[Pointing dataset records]
■ ■ ■ ■
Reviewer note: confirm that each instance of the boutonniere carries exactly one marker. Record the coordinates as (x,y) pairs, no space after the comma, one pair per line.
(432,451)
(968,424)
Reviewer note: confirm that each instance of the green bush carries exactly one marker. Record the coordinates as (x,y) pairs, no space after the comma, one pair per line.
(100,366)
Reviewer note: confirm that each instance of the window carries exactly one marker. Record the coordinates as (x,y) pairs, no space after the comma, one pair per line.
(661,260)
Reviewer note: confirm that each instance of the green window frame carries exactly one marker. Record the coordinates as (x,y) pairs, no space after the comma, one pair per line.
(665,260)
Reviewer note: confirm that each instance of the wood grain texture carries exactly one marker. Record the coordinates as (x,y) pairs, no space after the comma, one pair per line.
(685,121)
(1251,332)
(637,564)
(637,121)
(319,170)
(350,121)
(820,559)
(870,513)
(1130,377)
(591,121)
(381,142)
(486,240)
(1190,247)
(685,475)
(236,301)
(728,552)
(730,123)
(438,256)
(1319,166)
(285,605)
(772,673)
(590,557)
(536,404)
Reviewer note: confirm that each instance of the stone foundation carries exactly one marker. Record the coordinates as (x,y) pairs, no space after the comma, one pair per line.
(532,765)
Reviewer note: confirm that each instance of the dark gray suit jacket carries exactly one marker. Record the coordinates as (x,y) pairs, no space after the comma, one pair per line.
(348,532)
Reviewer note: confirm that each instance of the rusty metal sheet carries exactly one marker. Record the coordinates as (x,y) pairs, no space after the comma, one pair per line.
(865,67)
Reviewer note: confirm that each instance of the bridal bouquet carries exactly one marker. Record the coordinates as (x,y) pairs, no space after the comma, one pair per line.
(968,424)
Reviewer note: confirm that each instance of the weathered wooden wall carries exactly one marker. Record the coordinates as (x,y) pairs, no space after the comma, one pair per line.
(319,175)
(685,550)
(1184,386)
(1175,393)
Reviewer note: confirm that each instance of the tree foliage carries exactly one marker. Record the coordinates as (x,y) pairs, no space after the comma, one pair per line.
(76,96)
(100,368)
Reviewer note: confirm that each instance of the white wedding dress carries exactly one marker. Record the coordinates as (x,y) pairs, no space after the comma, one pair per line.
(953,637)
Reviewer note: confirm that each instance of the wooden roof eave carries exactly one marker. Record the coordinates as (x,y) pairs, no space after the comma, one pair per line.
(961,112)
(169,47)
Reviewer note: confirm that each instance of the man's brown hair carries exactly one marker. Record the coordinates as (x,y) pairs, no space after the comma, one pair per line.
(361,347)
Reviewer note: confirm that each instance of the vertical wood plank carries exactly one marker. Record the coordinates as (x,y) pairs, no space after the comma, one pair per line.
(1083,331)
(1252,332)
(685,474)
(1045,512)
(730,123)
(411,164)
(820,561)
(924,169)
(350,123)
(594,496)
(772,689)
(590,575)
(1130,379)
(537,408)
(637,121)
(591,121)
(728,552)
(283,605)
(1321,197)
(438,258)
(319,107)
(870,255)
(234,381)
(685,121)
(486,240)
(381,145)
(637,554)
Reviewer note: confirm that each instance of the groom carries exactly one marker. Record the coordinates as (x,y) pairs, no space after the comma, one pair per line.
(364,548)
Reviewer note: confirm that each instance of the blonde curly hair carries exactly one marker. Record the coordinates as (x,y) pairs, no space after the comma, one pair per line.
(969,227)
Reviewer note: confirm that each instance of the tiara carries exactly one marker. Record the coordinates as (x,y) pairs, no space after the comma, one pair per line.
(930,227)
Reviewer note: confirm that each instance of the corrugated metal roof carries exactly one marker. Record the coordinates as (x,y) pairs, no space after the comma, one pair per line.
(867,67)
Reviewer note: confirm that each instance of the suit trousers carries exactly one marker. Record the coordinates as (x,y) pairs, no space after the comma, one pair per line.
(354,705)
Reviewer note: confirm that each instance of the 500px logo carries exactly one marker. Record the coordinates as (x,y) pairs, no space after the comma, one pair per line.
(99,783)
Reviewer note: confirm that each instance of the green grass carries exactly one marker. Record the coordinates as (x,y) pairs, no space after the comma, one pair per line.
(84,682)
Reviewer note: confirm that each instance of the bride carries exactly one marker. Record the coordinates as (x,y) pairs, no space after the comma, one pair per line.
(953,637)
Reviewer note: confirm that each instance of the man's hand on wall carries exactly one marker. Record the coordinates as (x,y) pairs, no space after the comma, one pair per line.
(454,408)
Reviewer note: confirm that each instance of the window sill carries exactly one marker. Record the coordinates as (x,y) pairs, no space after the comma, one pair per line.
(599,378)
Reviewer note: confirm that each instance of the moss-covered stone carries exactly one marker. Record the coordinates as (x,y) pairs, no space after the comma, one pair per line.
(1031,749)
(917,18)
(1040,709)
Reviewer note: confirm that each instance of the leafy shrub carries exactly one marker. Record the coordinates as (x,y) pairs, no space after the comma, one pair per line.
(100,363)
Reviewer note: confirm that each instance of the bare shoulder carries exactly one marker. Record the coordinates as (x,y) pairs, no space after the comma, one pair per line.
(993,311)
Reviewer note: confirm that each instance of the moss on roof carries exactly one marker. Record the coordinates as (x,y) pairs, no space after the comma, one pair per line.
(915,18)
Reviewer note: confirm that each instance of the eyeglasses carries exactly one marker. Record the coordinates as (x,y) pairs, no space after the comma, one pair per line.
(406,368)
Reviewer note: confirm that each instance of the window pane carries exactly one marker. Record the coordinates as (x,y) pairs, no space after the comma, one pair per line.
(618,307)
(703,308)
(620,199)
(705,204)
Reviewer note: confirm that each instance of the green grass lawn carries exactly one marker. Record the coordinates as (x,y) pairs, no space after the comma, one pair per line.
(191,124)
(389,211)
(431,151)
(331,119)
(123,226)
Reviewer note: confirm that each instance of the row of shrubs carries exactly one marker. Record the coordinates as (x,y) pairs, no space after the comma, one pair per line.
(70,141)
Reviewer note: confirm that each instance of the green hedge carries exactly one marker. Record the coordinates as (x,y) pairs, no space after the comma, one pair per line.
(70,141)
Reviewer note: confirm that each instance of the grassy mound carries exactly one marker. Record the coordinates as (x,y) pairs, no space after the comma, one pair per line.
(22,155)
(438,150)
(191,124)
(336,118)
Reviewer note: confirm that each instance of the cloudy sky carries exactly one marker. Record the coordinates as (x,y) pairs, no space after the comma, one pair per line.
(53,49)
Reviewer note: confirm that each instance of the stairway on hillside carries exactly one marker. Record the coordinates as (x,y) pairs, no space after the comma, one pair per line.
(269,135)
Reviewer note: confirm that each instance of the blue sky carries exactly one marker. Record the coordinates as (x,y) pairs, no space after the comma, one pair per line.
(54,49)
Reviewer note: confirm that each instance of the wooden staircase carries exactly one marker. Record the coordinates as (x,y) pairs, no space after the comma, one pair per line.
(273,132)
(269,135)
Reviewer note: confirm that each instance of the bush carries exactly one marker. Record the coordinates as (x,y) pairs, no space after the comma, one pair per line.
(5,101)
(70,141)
■ ■ ■ ■
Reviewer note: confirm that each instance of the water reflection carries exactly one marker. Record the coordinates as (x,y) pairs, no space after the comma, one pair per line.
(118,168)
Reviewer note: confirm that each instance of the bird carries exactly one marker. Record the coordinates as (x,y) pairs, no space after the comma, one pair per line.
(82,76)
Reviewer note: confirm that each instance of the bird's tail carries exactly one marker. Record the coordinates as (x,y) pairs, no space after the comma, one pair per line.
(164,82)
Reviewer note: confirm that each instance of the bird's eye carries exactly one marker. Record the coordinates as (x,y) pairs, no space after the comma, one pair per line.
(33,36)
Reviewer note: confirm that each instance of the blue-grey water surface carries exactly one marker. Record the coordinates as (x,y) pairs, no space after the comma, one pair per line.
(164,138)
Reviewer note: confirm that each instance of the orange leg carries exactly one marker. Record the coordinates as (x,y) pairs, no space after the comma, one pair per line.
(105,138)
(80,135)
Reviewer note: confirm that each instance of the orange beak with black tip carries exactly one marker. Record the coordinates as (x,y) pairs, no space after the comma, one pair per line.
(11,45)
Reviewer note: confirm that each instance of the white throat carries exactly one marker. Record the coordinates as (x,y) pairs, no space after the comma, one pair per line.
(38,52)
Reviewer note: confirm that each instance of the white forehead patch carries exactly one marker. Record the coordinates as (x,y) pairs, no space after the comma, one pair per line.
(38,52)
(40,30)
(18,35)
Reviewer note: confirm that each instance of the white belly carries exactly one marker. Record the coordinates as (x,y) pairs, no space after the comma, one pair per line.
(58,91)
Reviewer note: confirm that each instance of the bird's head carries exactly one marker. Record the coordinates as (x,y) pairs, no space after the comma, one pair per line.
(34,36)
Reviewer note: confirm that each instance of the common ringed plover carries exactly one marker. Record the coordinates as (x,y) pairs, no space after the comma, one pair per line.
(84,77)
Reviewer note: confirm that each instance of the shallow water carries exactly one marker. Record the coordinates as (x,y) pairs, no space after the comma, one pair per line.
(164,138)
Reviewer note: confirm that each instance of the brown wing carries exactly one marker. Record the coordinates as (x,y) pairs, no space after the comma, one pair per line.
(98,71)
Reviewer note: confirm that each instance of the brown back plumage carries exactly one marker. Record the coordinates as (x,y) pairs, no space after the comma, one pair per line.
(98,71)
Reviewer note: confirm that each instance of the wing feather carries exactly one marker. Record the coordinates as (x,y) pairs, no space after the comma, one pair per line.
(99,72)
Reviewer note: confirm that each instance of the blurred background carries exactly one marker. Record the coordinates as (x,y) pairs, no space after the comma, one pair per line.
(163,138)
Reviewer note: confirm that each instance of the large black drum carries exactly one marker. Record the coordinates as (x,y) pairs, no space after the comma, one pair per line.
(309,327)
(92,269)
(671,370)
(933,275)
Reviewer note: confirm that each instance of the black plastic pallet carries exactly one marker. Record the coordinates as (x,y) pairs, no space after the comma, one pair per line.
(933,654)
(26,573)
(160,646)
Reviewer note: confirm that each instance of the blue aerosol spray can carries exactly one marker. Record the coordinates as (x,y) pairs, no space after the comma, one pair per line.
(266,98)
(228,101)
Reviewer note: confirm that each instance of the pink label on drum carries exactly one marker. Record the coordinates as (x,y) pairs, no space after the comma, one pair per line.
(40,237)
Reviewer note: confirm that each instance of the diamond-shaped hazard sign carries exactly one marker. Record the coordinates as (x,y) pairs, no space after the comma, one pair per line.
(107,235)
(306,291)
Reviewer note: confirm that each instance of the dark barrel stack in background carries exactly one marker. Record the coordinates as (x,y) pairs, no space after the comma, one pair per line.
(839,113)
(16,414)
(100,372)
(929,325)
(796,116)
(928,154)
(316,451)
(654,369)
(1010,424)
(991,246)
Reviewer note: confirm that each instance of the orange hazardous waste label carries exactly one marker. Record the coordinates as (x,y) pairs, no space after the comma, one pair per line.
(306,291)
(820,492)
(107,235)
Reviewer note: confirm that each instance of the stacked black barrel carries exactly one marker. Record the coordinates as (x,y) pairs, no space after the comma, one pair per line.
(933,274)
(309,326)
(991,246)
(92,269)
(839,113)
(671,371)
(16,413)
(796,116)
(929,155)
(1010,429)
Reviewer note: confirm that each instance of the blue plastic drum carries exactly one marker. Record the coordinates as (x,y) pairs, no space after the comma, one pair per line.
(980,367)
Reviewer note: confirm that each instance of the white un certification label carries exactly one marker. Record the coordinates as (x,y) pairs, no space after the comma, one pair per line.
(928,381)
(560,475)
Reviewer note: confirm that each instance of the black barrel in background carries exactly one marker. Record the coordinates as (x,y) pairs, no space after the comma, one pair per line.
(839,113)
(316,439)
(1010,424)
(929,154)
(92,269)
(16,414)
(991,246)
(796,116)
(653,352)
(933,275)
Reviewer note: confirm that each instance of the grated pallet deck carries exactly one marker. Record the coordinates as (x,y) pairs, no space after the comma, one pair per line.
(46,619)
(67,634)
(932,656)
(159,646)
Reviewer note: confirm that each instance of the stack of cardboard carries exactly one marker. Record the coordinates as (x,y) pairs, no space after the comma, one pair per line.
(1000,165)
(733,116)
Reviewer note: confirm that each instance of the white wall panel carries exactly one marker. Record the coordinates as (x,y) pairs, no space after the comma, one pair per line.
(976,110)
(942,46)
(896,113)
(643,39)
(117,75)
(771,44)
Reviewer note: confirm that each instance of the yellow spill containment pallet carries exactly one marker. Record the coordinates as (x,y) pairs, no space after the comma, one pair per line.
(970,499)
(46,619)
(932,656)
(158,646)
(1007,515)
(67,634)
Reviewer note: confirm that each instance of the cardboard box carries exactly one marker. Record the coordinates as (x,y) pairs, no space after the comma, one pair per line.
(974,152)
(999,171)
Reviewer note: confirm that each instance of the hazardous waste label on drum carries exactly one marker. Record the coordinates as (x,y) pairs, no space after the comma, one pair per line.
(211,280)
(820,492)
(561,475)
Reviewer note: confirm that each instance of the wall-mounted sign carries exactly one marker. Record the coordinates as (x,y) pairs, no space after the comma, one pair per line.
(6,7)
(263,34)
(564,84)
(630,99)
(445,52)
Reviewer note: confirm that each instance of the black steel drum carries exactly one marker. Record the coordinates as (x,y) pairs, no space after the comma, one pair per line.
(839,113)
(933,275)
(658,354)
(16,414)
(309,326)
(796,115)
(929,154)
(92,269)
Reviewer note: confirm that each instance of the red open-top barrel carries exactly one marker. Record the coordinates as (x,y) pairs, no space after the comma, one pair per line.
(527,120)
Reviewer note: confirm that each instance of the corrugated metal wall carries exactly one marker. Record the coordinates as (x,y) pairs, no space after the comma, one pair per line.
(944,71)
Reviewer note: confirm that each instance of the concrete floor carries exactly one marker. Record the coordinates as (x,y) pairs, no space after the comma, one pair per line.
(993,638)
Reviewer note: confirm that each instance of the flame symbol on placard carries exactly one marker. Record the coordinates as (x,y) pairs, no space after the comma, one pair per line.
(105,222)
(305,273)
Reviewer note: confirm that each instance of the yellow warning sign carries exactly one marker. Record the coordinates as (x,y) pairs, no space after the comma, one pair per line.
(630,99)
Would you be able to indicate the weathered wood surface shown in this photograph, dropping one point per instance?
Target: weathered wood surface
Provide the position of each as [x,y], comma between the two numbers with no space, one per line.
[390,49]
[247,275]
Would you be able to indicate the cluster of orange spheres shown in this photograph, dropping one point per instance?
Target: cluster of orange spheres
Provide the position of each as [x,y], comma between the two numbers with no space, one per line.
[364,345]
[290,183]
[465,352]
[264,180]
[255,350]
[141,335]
■ ■ ■ ■
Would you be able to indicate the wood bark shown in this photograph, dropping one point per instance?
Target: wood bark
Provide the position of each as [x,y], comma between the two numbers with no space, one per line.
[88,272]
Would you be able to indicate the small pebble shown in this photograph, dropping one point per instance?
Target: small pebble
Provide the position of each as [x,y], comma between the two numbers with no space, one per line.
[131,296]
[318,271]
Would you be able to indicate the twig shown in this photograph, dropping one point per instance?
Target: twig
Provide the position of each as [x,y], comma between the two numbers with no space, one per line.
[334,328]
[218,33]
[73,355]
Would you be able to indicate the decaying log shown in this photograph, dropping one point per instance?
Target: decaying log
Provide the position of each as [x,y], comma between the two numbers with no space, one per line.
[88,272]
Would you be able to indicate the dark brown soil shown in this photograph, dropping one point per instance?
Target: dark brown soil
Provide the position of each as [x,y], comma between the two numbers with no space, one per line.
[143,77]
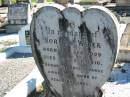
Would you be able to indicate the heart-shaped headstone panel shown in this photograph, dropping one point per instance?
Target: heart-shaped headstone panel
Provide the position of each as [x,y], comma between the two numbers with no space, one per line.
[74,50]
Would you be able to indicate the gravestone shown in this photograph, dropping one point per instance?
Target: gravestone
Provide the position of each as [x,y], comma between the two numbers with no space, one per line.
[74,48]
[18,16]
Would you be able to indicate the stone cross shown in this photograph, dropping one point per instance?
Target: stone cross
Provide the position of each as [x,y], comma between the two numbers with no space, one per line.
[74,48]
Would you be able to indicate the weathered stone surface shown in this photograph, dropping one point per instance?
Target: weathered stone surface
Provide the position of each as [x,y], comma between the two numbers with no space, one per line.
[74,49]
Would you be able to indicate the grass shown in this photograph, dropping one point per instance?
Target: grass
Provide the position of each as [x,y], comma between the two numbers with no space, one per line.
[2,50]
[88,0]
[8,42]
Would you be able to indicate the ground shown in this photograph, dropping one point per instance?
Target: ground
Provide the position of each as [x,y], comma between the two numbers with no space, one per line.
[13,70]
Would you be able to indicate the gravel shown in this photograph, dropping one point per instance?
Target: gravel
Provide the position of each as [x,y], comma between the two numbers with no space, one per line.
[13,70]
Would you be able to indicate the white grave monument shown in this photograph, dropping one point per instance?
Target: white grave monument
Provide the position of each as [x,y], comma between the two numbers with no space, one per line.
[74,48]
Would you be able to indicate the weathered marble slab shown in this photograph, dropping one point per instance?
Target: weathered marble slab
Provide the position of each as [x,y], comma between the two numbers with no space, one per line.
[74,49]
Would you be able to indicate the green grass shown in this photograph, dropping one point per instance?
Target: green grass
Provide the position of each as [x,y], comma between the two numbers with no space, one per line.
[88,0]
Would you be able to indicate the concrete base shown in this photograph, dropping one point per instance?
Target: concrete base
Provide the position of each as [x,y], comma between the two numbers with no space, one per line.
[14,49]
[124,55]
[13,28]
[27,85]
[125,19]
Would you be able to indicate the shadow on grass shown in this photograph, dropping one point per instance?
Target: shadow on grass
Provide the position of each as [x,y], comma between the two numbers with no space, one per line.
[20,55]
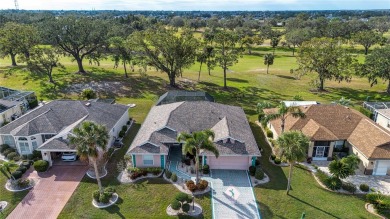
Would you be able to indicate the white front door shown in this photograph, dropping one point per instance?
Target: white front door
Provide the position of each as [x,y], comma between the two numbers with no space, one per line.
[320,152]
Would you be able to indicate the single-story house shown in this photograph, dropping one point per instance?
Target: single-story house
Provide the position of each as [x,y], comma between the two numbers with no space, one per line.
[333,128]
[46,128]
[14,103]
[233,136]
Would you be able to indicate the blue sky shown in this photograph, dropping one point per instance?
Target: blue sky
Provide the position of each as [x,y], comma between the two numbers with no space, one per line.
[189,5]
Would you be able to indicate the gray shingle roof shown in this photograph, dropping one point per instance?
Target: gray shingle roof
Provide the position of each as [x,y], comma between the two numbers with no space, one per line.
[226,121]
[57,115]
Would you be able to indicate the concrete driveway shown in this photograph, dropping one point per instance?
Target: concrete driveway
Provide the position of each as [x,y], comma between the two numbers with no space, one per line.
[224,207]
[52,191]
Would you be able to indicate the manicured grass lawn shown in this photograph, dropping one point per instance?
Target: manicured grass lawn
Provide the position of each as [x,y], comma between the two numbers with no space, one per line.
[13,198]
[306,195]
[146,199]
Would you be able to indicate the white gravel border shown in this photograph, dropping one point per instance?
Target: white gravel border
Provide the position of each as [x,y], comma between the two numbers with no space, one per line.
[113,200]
■ ■ ■ ■
Collect every line in the rows above that contains the string "twig", matching case exactly.

**Exercise response**
Would you be able to indicate the twig shown in this photograph, dropping one point per instance?
Target: twig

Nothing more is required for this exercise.